Reproduce the part of the listing that begins at the line containing "Security camera analysis — pinpoint the wheel hub" and ends after the line containing "120,39 -> 242,109", replacing "pinpoint" with "locate" and changing nothing else.

[start SUPPLIED MATERIAL]

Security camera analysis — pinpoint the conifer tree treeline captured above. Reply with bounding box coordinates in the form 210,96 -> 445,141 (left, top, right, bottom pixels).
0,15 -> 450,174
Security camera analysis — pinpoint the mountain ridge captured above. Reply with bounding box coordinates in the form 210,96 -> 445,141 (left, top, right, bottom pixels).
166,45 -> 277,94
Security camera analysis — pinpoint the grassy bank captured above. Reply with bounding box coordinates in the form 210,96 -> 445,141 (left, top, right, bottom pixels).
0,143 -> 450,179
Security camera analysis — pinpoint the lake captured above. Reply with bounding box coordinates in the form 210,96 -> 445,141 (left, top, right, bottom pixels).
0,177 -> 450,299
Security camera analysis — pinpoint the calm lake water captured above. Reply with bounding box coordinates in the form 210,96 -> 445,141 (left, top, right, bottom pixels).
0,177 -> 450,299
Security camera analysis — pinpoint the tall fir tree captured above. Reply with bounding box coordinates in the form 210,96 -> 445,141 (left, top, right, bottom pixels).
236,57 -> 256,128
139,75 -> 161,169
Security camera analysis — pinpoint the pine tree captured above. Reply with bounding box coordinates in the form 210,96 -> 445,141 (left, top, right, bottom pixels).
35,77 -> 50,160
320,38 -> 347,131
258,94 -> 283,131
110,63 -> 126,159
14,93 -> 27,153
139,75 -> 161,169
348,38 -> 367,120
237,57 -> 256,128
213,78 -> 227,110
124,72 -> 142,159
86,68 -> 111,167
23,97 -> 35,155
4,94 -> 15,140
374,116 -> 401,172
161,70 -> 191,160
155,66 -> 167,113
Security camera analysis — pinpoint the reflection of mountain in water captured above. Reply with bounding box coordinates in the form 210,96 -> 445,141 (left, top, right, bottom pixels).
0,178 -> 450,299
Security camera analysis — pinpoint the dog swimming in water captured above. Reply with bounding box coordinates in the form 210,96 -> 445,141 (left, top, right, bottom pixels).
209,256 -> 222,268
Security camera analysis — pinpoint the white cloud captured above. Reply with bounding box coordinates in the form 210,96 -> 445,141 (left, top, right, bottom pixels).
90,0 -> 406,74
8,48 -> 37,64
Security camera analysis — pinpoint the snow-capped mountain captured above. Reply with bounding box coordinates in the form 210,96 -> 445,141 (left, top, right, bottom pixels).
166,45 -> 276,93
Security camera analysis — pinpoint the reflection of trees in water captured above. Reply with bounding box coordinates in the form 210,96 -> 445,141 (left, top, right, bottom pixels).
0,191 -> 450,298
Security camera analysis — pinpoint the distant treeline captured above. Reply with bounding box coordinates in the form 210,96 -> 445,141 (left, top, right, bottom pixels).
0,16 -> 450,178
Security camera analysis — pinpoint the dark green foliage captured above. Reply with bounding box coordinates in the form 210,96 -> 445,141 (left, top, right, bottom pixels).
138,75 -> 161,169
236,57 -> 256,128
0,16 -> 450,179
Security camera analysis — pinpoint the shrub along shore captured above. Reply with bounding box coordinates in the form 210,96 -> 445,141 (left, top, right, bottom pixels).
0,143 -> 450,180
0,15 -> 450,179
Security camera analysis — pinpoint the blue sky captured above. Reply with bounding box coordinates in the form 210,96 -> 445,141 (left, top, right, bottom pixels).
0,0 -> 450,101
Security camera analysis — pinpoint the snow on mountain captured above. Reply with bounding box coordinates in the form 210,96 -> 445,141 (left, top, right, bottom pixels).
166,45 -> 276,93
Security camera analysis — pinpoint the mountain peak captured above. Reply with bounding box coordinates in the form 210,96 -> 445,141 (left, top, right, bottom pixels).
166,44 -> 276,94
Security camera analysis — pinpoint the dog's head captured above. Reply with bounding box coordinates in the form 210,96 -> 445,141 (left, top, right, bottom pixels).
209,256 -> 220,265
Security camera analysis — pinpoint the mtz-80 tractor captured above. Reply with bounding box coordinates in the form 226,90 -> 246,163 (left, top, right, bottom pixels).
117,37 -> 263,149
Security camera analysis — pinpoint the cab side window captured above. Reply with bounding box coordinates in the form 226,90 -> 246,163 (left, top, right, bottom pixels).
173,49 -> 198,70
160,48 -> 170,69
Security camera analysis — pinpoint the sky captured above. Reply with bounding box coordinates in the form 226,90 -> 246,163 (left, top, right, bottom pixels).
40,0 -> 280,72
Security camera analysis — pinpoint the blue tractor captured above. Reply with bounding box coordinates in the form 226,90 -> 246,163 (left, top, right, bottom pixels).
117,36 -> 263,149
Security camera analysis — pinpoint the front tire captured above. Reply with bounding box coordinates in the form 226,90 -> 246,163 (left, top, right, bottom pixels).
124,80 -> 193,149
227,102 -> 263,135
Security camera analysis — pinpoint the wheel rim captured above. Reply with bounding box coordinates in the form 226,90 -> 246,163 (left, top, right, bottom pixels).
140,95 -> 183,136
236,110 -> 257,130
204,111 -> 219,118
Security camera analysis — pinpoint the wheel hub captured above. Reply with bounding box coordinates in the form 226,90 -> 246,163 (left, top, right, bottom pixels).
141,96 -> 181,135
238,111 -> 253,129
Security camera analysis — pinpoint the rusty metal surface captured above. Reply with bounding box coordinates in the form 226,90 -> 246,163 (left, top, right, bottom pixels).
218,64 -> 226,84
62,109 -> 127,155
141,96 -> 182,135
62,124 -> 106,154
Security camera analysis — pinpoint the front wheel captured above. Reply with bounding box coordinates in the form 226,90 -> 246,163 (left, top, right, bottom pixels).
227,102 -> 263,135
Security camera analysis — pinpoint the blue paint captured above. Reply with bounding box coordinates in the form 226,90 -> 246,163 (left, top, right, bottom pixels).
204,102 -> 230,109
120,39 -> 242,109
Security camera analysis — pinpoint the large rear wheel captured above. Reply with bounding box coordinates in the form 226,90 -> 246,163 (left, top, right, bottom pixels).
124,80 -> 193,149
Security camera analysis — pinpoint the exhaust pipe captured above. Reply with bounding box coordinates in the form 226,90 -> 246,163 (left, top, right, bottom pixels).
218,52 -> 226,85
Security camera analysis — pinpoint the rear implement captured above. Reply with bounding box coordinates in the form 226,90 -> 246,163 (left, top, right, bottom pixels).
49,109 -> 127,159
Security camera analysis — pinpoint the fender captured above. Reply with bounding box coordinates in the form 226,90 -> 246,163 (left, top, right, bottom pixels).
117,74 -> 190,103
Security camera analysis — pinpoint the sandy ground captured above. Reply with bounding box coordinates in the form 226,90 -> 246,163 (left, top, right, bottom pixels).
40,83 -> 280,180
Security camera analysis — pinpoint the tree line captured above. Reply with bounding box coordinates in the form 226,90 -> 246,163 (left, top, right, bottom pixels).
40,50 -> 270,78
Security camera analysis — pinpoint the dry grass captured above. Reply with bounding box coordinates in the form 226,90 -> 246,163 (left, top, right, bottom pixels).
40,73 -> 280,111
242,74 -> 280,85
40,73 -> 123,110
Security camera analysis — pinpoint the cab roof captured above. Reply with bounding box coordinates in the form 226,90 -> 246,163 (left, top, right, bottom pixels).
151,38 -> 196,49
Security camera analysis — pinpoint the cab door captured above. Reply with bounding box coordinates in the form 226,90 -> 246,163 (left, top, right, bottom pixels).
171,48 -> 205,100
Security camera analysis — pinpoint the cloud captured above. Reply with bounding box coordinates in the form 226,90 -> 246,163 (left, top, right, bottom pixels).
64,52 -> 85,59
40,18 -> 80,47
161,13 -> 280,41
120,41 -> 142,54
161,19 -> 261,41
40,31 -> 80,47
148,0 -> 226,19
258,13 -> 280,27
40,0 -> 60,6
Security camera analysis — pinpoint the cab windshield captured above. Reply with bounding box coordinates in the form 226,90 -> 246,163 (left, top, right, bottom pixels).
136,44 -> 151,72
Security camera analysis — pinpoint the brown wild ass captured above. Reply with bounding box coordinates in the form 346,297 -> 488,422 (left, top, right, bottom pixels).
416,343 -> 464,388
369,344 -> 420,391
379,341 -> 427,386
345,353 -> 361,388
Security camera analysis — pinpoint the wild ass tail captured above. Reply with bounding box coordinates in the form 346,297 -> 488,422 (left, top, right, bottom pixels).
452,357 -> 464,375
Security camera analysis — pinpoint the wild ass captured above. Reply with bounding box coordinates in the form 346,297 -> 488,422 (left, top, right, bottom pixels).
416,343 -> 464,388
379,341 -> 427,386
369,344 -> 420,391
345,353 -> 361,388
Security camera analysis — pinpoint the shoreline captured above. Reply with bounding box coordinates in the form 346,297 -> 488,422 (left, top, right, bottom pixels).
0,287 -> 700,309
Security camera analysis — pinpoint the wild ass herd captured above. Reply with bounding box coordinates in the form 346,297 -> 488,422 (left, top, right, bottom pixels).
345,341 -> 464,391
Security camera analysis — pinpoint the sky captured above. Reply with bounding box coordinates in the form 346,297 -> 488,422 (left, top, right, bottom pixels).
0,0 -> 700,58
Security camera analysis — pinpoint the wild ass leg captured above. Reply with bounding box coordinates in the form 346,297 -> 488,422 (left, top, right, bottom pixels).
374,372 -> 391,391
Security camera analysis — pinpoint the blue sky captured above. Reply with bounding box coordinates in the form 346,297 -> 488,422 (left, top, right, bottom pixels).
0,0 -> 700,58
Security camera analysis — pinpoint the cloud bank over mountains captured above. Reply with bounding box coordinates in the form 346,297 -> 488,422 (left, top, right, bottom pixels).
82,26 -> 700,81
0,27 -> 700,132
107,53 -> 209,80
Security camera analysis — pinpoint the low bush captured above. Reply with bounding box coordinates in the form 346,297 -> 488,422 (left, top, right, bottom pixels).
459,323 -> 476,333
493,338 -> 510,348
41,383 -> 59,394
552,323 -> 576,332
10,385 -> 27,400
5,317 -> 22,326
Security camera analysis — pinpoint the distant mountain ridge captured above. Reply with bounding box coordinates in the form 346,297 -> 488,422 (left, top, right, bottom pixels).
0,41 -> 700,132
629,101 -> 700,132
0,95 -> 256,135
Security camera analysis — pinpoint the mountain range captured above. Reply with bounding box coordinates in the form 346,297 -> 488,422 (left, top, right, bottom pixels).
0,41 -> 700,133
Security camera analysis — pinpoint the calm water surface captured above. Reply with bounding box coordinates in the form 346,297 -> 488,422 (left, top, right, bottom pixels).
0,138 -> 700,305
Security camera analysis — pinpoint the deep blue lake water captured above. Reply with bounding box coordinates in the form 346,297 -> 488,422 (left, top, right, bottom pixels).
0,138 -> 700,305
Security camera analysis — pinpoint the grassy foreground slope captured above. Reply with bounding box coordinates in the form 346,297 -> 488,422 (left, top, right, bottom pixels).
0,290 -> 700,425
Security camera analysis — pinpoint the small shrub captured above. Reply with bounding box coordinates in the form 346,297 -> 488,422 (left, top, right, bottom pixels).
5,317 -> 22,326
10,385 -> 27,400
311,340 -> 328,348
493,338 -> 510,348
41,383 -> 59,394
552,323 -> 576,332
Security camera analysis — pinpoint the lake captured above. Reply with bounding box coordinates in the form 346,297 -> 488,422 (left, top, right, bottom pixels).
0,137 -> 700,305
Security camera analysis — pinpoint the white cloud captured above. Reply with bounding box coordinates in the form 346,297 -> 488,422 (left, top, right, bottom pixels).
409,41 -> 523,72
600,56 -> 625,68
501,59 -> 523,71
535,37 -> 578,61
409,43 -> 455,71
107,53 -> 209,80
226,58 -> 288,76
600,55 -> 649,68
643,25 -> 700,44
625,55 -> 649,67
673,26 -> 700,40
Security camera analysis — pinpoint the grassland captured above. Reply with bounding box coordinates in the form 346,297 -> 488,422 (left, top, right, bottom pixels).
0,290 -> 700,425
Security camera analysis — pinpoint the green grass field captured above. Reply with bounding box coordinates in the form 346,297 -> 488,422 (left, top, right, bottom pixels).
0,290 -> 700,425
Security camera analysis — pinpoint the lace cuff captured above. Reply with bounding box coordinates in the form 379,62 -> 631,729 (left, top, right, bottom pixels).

[end SUPPLIED MATERIAL]

FULL RESPONSE
Security camera analysis — locate the wheel hub captured above. Reply with bounding box coordinates in the form 226,90 -> 246,163 (left, top, right, bottom pixels).
141,96 -> 181,135
238,111 -> 253,129
Security camera analysis — locate the rusty metal surface captured above. Reply with bounding box coordinates in the form 226,90 -> 246,163 (left, top, right, bottom pixels).
218,64 -> 226,84
62,109 -> 127,155
141,96 -> 182,135
62,124 -> 106,154
Security camera analysis — locate the front wheel captured above. Reply with bounding box coordinates in the form 226,90 -> 246,163 (left, top, right, bottom pixels).
227,102 -> 263,135
Security camera analysis — locate the blue paint captured above. Reply with bounding box coordinates in the form 226,90 -> 246,163 (left, top, right, bottom pixels).
204,102 -> 230,109
120,39 -> 242,109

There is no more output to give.